◆ Exercise details:
Which lines in the records below contain the word "Provide"? Report each one in full.

◆ Task data:
■ ■ ■ ■
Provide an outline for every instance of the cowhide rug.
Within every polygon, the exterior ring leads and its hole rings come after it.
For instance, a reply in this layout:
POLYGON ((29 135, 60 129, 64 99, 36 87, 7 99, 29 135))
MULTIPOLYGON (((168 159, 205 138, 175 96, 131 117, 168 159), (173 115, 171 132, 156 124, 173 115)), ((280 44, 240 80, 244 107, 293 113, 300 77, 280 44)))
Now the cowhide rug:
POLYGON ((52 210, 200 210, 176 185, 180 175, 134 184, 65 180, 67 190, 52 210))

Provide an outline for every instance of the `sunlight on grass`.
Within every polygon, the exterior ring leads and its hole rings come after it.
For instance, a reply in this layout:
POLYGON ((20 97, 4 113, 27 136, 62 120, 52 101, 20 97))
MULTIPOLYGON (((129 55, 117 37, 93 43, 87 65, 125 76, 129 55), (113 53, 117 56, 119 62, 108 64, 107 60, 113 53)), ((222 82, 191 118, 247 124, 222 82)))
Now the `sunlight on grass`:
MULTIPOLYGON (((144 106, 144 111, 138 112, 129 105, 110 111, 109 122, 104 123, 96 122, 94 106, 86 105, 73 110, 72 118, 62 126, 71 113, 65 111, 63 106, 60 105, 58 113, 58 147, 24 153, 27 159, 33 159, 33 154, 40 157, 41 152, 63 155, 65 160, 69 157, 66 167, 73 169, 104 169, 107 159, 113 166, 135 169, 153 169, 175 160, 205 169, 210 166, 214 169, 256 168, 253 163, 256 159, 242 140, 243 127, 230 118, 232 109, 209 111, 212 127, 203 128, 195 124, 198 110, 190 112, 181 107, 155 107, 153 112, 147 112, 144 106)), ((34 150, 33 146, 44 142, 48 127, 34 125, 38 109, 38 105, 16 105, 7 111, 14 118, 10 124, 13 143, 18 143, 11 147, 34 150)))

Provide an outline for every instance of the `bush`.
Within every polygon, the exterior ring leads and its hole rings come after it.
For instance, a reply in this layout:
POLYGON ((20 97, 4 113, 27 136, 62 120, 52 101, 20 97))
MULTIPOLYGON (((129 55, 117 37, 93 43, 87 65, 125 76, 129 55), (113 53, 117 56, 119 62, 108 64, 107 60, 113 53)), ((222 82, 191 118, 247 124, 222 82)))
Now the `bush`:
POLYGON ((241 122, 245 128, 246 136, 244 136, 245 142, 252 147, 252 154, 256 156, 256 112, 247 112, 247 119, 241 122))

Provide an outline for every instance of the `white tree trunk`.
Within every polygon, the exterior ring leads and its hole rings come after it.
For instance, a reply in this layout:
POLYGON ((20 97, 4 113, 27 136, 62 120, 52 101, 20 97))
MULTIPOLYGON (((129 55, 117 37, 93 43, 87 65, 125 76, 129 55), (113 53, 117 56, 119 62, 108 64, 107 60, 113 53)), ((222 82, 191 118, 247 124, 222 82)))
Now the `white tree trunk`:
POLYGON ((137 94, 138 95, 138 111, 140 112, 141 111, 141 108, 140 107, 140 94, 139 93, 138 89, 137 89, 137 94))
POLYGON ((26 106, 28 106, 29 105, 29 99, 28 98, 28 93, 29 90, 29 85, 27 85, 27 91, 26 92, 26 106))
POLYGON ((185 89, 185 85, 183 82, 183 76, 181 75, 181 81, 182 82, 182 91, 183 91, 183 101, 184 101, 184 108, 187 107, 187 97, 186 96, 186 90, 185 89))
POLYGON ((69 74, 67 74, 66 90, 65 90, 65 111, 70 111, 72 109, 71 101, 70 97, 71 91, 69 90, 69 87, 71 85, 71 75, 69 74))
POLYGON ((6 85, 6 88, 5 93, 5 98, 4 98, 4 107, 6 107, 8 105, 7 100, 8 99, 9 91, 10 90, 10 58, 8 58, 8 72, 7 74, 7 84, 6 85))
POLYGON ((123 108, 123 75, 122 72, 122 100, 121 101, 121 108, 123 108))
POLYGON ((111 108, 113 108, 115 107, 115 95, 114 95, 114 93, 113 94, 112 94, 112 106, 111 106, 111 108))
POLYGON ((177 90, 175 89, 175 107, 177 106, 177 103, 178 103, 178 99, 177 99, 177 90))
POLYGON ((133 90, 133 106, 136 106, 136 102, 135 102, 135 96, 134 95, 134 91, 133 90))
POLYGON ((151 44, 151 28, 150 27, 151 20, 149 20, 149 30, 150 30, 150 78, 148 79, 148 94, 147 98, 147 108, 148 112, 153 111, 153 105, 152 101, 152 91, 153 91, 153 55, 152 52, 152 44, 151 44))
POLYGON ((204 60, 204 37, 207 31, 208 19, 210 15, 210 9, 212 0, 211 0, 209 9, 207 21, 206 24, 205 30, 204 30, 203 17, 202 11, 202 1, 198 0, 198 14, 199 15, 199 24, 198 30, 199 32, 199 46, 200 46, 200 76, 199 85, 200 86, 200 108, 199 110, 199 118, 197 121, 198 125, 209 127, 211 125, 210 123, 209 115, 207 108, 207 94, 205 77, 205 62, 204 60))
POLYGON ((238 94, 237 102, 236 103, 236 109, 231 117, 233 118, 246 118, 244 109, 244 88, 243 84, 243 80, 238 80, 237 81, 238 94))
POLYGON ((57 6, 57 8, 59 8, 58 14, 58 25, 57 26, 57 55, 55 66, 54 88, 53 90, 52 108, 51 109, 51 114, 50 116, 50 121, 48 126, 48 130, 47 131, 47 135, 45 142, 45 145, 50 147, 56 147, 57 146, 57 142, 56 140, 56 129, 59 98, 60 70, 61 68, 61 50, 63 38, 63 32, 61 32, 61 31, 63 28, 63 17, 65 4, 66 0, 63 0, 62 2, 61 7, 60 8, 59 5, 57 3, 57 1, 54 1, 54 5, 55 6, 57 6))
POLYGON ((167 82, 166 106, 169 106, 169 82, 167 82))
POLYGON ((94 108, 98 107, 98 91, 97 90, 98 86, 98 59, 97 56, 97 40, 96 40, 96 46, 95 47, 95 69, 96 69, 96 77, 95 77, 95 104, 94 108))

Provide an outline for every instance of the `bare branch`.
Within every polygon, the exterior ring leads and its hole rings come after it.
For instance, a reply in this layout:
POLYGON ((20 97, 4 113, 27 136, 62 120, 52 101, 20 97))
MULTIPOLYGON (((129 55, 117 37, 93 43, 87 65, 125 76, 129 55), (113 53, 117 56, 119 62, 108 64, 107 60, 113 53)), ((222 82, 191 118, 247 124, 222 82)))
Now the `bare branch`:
■ ■ ■ ■
◆ Solved exercise:
Provide an outline for every instance of the cowhide rug.
Provide an outline for every instance of the `sunlight on grass`.
Provide an outline for every instance of the `bush`.
Provide an outline for every instance of the `white tree trunk`.
Provide an outline for every instance of the `bare branch`.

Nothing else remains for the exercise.